[Excerpts from a dataset]
◆ ◆ ◆ ◆ ◆

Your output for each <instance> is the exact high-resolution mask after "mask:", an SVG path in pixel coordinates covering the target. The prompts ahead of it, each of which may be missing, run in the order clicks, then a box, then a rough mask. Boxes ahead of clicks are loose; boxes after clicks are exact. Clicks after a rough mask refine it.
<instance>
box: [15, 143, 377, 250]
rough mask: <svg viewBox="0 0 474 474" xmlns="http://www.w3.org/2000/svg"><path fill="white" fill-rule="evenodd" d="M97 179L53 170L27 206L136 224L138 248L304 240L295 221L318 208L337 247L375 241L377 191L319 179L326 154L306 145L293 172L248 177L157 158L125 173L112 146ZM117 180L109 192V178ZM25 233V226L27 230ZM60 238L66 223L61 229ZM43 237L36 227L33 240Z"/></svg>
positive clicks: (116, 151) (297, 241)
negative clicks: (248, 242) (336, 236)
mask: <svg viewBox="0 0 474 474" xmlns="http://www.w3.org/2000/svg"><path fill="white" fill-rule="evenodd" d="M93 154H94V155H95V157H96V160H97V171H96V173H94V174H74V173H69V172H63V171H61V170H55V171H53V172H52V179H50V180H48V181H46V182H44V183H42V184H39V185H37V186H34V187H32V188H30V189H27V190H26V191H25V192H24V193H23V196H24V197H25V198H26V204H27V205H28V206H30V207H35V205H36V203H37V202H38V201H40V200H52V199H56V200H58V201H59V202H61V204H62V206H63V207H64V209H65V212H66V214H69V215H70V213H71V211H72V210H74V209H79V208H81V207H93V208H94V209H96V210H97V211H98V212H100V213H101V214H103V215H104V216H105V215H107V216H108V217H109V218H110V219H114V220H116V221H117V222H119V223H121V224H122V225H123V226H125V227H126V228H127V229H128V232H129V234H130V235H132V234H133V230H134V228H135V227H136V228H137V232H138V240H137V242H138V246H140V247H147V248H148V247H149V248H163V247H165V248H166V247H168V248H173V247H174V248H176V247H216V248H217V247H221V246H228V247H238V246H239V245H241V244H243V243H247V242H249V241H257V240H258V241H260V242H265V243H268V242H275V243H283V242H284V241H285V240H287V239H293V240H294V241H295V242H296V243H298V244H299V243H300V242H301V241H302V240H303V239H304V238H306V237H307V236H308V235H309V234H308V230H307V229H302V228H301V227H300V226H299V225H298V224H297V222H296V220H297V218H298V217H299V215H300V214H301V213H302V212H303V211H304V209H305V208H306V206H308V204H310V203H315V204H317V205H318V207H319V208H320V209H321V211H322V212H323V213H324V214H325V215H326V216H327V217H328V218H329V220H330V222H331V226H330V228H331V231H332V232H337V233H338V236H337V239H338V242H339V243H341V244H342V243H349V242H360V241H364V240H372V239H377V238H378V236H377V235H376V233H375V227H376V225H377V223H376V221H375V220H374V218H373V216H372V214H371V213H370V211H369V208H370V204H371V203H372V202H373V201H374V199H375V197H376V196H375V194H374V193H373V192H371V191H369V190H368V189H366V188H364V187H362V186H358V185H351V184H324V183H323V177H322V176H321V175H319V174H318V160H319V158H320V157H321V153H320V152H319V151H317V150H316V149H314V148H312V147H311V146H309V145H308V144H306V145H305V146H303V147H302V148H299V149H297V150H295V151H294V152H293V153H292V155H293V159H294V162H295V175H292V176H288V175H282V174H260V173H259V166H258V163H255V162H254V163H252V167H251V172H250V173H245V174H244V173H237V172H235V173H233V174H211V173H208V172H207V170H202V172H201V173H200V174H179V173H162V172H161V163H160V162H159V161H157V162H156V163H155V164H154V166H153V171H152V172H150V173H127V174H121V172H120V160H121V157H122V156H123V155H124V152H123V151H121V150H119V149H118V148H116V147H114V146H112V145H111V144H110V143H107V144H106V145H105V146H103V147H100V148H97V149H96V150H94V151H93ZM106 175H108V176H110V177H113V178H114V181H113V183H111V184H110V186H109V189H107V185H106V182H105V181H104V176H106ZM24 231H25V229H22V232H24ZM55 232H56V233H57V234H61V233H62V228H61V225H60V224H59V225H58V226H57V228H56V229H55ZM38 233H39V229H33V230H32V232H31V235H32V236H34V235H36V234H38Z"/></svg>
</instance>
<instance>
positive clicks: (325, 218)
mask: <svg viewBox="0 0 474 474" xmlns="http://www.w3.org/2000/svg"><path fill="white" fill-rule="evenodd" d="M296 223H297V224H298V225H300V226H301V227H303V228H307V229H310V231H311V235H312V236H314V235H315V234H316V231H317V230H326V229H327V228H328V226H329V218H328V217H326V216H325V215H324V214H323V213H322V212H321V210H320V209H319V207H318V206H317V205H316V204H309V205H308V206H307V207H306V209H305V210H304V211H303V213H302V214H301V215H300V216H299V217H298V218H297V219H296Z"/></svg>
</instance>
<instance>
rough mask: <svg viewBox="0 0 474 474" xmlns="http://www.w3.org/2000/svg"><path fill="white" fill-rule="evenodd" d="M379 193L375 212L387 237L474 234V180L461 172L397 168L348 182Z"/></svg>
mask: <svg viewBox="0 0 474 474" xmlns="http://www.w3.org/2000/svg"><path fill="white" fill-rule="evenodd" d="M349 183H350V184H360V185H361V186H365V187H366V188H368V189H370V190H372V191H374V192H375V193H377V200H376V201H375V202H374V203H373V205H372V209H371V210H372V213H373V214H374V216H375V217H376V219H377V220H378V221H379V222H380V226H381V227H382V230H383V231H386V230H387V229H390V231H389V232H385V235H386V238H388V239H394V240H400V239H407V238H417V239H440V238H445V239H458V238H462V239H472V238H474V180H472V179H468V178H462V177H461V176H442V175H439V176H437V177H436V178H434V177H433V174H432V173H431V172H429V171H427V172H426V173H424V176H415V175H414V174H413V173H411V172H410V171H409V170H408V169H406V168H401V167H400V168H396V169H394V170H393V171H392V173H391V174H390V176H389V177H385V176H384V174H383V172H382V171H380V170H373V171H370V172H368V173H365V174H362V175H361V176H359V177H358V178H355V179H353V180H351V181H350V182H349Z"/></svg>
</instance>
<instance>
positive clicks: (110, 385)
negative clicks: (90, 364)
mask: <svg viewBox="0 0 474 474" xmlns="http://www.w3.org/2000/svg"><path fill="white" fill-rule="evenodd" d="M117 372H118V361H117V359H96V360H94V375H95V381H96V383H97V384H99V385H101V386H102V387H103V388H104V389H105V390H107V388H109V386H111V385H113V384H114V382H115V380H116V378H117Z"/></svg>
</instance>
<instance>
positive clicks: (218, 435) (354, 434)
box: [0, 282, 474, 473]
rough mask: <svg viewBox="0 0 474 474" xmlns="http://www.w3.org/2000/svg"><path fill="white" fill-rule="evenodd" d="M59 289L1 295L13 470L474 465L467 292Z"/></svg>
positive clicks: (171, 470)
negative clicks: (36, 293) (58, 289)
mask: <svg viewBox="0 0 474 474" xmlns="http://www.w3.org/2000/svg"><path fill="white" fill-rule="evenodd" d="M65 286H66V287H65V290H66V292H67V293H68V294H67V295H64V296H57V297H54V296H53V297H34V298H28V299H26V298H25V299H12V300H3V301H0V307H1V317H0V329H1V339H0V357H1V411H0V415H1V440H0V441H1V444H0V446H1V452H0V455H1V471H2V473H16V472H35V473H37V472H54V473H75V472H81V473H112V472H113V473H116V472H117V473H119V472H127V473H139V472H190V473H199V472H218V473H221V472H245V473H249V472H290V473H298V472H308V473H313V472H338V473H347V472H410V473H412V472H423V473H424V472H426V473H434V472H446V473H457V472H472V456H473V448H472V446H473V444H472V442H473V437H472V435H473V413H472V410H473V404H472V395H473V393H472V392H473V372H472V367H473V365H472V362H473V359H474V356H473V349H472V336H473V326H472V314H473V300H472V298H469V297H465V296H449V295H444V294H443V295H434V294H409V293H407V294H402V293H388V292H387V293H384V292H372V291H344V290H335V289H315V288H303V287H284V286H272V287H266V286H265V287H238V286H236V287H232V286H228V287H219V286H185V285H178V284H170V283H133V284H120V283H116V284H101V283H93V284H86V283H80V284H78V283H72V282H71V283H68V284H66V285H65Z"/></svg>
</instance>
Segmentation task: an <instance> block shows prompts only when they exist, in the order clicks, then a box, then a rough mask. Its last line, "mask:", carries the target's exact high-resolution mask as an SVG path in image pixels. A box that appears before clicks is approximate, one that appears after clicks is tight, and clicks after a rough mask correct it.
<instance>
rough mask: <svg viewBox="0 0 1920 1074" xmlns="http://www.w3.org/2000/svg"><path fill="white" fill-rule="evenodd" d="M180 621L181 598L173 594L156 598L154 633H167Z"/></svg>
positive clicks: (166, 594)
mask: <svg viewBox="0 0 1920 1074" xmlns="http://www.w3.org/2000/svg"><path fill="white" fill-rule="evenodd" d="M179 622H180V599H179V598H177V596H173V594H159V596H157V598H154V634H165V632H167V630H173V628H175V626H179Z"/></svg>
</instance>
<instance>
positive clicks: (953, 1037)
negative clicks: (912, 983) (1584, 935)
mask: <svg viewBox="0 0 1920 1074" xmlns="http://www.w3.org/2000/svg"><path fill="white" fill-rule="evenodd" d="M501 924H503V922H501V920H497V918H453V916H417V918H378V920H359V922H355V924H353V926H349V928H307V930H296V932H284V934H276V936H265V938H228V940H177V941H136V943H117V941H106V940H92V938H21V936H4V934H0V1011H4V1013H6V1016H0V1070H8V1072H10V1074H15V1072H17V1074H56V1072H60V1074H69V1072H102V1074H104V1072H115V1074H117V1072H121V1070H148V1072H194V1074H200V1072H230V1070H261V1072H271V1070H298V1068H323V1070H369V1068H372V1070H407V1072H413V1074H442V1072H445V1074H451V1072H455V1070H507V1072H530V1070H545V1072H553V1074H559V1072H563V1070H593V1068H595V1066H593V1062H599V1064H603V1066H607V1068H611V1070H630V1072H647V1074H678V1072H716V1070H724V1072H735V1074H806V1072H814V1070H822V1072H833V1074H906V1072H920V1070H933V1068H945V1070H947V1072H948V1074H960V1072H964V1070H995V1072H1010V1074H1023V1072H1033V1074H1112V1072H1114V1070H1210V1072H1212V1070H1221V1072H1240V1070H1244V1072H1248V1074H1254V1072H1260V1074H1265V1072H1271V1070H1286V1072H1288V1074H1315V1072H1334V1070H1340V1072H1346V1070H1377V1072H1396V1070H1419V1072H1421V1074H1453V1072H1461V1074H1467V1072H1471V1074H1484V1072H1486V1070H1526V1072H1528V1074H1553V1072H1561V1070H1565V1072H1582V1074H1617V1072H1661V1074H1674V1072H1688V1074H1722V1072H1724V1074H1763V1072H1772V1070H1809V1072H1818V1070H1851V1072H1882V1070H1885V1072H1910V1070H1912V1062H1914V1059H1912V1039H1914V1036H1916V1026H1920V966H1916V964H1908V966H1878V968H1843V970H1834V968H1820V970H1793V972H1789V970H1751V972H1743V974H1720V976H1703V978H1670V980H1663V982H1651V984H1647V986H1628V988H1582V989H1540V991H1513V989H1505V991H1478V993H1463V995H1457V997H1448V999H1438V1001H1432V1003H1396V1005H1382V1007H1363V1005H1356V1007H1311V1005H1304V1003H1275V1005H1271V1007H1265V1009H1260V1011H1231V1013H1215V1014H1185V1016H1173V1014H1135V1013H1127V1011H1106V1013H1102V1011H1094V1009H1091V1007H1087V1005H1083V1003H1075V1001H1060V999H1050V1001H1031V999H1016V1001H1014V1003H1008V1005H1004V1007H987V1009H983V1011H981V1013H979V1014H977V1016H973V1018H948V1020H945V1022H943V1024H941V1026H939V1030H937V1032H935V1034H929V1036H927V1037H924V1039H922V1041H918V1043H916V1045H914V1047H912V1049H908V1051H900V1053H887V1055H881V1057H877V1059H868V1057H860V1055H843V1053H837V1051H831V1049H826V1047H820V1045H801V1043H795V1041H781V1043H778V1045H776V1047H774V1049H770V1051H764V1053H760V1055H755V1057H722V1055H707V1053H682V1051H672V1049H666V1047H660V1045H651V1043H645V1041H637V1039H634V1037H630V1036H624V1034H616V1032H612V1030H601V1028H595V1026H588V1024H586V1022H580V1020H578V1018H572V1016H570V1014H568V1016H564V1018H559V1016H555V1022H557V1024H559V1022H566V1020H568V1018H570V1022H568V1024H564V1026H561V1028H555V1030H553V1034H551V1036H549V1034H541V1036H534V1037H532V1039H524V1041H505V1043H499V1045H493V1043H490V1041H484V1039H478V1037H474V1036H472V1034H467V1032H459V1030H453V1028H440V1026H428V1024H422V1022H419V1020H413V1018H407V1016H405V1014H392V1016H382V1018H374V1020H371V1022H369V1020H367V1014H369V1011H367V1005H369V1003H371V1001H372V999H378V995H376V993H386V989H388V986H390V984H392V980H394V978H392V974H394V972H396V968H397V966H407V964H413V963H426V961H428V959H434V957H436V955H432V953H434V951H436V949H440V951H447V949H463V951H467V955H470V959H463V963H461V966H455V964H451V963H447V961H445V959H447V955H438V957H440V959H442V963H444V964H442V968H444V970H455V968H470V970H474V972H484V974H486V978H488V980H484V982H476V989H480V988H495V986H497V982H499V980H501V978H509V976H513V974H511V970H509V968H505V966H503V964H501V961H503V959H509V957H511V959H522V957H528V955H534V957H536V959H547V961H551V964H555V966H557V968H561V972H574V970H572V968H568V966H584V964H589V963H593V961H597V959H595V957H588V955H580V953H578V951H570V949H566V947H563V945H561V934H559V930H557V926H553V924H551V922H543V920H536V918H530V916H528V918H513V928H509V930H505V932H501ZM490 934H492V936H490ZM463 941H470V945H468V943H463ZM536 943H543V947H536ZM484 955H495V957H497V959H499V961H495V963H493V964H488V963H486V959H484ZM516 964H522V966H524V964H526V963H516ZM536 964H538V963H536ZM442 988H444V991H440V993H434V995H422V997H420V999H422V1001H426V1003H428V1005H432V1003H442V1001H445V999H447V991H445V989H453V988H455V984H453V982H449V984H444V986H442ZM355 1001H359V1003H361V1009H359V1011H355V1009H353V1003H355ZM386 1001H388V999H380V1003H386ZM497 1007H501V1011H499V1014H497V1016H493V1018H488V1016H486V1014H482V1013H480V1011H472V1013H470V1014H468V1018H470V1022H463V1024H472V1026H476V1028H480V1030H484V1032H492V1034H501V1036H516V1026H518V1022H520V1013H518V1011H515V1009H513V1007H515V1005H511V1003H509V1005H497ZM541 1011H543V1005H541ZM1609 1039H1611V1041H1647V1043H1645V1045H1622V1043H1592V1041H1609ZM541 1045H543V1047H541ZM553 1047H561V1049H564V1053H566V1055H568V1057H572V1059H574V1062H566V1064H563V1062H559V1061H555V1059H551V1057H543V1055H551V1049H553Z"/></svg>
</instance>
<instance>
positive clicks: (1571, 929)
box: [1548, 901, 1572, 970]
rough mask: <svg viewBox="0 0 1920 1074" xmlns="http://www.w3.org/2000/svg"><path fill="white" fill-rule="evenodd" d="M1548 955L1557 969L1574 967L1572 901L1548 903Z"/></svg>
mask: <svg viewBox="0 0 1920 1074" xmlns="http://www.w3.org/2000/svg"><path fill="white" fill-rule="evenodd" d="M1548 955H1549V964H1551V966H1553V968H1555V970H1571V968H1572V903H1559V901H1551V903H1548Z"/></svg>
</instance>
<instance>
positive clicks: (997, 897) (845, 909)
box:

◆ ◆ ◆ ◆ ◆

Reproduce word for word the lines above, from the very first one up to and including the line with "positive clicks: (116, 151) (297, 241)".

# ANSWER BOX:
Your output for each <instance> is the exact high-resolution mask after "mask:", an SVG path in pixel coordinates covering the target. The prompts ahead of it, each of which may be missing, run in the order clicks, then a box, then a rough mask. Boxes ahead of clicks are loose; boxes after clicks are exact. Clicks after a rough mask refine it.
<instance>
box: [15, 143, 377, 250]
rough mask: <svg viewBox="0 0 474 474" xmlns="http://www.w3.org/2000/svg"><path fill="white" fill-rule="evenodd" d="M97 179L53 170L27 206L136 224L138 248L304 240L295 221L318 208L337 247L375 241L377 191L319 179L326 154L306 145L293 172L248 177L157 158L125 173L112 146ZM117 180L109 192V178ZM25 233V226L27 230ZM60 238L66 223L61 229ZM43 237L36 227L33 240Z"/></svg>
positive clicks: (116, 151) (297, 241)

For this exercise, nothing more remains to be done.